** START OF SUPPLIED DATA **
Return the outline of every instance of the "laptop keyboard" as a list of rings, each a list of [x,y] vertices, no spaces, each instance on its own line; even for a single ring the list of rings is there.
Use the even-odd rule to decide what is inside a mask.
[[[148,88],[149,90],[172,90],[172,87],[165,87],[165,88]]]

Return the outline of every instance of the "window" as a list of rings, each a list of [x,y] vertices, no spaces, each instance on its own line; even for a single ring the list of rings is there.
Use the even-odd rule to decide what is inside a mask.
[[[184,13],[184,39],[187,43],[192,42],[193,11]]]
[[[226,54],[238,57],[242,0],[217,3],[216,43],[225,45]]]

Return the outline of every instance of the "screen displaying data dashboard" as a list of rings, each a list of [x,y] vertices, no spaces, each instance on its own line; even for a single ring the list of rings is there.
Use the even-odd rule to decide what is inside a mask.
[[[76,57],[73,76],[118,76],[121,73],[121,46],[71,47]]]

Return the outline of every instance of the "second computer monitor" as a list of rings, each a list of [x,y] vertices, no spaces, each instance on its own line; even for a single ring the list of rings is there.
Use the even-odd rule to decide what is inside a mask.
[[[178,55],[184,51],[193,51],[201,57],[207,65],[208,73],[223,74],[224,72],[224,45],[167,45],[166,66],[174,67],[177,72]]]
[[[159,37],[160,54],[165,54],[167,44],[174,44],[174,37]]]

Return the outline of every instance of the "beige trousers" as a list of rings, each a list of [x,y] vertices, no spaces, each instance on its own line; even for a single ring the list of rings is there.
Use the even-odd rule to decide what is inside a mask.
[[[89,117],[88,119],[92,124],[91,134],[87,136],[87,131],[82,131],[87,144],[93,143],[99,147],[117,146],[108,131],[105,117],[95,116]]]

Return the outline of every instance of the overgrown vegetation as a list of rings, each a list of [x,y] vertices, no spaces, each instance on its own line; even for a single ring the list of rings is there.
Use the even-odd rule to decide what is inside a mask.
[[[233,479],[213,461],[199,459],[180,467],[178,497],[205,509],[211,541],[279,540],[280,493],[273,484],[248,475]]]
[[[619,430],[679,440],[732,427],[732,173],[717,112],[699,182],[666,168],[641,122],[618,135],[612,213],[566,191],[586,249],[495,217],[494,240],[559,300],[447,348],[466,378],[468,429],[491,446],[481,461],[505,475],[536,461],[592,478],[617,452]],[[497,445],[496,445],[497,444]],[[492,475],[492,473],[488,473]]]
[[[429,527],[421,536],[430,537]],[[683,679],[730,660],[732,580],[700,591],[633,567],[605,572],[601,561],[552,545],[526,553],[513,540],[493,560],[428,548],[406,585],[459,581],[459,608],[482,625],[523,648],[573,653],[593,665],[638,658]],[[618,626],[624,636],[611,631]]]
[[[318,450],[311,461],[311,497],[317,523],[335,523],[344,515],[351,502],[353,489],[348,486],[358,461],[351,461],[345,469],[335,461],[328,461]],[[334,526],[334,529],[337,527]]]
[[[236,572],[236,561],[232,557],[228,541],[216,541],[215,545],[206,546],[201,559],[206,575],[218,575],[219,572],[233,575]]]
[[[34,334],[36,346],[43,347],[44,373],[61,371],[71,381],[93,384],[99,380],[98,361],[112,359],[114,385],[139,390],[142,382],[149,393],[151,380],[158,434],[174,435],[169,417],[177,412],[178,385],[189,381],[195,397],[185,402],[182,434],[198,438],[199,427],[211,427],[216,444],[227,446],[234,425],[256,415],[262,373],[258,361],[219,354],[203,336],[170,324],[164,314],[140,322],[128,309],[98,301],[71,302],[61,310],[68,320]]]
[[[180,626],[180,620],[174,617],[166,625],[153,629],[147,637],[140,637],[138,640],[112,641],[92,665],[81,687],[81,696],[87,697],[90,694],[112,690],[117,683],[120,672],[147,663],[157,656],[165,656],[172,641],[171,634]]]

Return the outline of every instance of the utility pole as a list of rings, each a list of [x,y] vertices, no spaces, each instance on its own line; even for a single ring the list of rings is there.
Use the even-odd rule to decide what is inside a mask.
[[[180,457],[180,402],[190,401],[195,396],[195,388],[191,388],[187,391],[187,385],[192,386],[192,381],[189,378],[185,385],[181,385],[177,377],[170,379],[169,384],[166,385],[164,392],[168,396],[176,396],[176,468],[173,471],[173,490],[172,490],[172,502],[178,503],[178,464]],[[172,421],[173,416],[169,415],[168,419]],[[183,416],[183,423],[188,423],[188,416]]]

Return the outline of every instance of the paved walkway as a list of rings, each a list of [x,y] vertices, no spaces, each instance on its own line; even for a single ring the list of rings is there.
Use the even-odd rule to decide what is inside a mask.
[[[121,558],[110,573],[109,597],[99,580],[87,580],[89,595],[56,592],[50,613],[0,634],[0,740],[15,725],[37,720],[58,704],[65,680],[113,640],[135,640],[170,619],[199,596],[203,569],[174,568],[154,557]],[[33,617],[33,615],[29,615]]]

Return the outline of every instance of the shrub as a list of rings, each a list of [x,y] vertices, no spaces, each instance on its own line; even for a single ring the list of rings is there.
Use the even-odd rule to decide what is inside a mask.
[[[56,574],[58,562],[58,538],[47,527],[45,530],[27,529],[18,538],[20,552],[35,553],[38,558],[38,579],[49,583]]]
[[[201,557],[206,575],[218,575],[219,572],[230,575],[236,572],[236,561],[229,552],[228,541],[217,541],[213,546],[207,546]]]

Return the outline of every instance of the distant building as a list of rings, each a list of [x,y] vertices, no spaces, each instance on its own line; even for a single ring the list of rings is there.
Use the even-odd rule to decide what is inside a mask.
** END OF SUPPLIED DATA **
**YOUR INSTRUCTIONS:** Take the data above and return it exactly.

**ANSWER TO THIS EXERCISE:**
Return the outline of every instance of the "laptop keyboard" as a list of rings, each a list of [x,y] vertices, no spaces, each instance on its own line; even for a single ring the list of rings is there.
Use the even-odd rule to decide what is inside a mask.
[[[148,88],[149,90],[172,90],[172,87],[165,87],[165,88]]]

Return the outline of every instance of the "window" as a list of rings, each a list of [x,y] vertices, no spaces, each instance on its own line; even for a single ring the list of rings is there.
Use the even-odd rule to decide what is inside a mask.
[[[184,13],[184,39],[187,43],[192,42],[193,11]]]
[[[226,54],[238,57],[242,0],[217,3],[216,43],[225,45]]]

Return the outline of every instance of the "screen displaying data dashboard" as a list of rings, each a list of [x,y] vertices, no spaces, each instance on its own line; even for a single ring the list of rings is there.
Use the even-odd rule to decide what is inside a mask.
[[[76,57],[73,76],[118,76],[121,73],[121,46],[71,47]]]

Return the outline of every instance of the "second computer monitor" as a list of rings, each a list of [x,y] vertices, no spaces, each instance on its own line; even for a single ring the list of rings is there.
Use the even-odd rule to decide what is inside a mask.
[[[178,55],[184,51],[193,51],[201,57],[207,65],[208,73],[223,74],[224,72],[224,45],[167,45],[166,66],[174,67],[177,72]]]
[[[159,37],[160,54],[165,54],[167,44],[174,44],[174,37]]]

Return the outline of every instance of the "beige trousers" as a list of rings, each a list of [x,y] vertices, no spaces, each instance on its own line; even for a single ring the list of rings is there.
Use the even-odd rule to decide what is inside a mask.
[[[89,117],[88,119],[92,124],[91,134],[87,136],[87,131],[82,131],[87,144],[93,143],[99,147],[117,146],[108,131],[105,117],[95,116]]]

Return the outline of every instance of the overgrown vegetation as a list of rings, each a list of [x,y] vertices, no spaces, each instance on its own line; even for a single ring the list of rings is there.
Use the even-odd rule to decide what is inside a mask.
[[[233,479],[213,461],[199,459],[180,467],[178,497],[205,509],[211,541],[279,540],[280,493],[273,484],[248,475]]]
[[[619,430],[679,440],[732,427],[732,173],[717,112],[699,182],[666,168],[641,122],[618,135],[612,213],[566,191],[586,249],[495,217],[494,240],[559,300],[447,348],[466,378],[468,429],[491,446],[481,461],[505,475],[536,461],[592,478],[617,452]],[[497,445],[496,445],[497,444]],[[492,475],[492,473],[488,473]]]
[[[429,527],[421,536],[430,537]],[[683,679],[730,660],[732,580],[700,591],[633,567],[605,572],[601,561],[552,545],[526,553],[513,540],[493,560],[428,548],[406,585],[459,581],[459,608],[482,625],[523,648],[573,653],[593,665],[638,658]],[[618,626],[624,636],[611,631]]]
[[[318,450],[311,461],[311,497],[317,523],[335,523],[344,515],[351,502],[353,489],[348,486],[358,461],[351,461],[345,469],[335,461],[328,461]],[[334,526],[334,529],[337,527]]]
[[[236,572],[236,561],[232,557],[228,541],[216,541],[215,545],[206,546],[201,559],[206,575],[218,575],[219,572],[233,575]]]
[[[34,334],[36,346],[43,347],[44,373],[61,371],[71,381],[93,384],[99,380],[98,361],[112,359],[114,385],[139,390],[142,382],[149,393],[151,380],[158,434],[174,435],[169,417],[177,412],[178,385],[189,381],[195,397],[185,402],[182,434],[198,438],[199,427],[211,427],[216,444],[227,446],[234,425],[256,415],[262,373],[258,361],[219,354],[203,336],[170,324],[164,314],[140,322],[128,309],[98,301],[71,302],[61,310],[68,320]]]
[[[180,626],[180,620],[174,617],[166,625],[153,629],[147,637],[140,637],[138,640],[112,641],[92,665],[81,687],[81,696],[87,697],[90,694],[112,690],[117,683],[120,672],[147,663],[157,656],[165,656],[172,641],[171,634]]]

Return the outline of every instance of the utility pole as a list of rings, each a list of [x,y] vertices, no spaces, each instance on its own line; even for a single ring the list of rings is there.
Use the even-odd rule to decide what is inside a mask.
[[[180,457],[180,402],[190,401],[195,396],[195,388],[191,388],[187,391],[187,385],[192,386],[192,381],[189,378],[185,385],[181,385],[177,377],[170,379],[169,384],[166,385],[164,392],[168,396],[176,396],[176,468],[173,471],[173,490],[172,490],[172,502],[178,503],[178,464]],[[172,421],[173,416],[169,415],[168,419]],[[183,416],[183,423],[188,423],[188,416]]]

Return the outline of every instance of the paved walkway as a list of rings, each a list of [x,y] vertices, no spaces, each instance on its own line; even for a single ring the list of rings is there.
Use the even-odd rule to decide what is inside a mask.
[[[121,558],[110,573],[109,597],[99,580],[87,580],[89,595],[56,592],[50,613],[0,634],[0,740],[15,725],[37,720],[58,704],[65,680],[113,640],[135,640],[170,619],[199,596],[203,569],[174,568],[154,557]],[[33,617],[33,615],[29,615]]]

Return the outline of every instance of the shrub as a list of rings, each a list of [x,y] vertices, no spaces, each instance on its own line; even for a single ring the list of rings is there.
Use the even-odd rule to decide what is inside a mask.
[[[56,574],[58,562],[58,538],[47,527],[45,530],[27,529],[18,538],[20,552],[35,553],[38,558],[38,579],[49,583]]]
[[[201,557],[206,575],[218,575],[219,572],[230,575],[236,572],[236,561],[229,552],[228,541],[217,541],[213,546],[207,546]]]

Return the outline of every instance of the distant building as a list of rings, each a list of [x,y] vertices, no spaces, each instance on its own line; even for a single ring the list of rings is there.
Use the even-odd rule to decide what is inside a mask.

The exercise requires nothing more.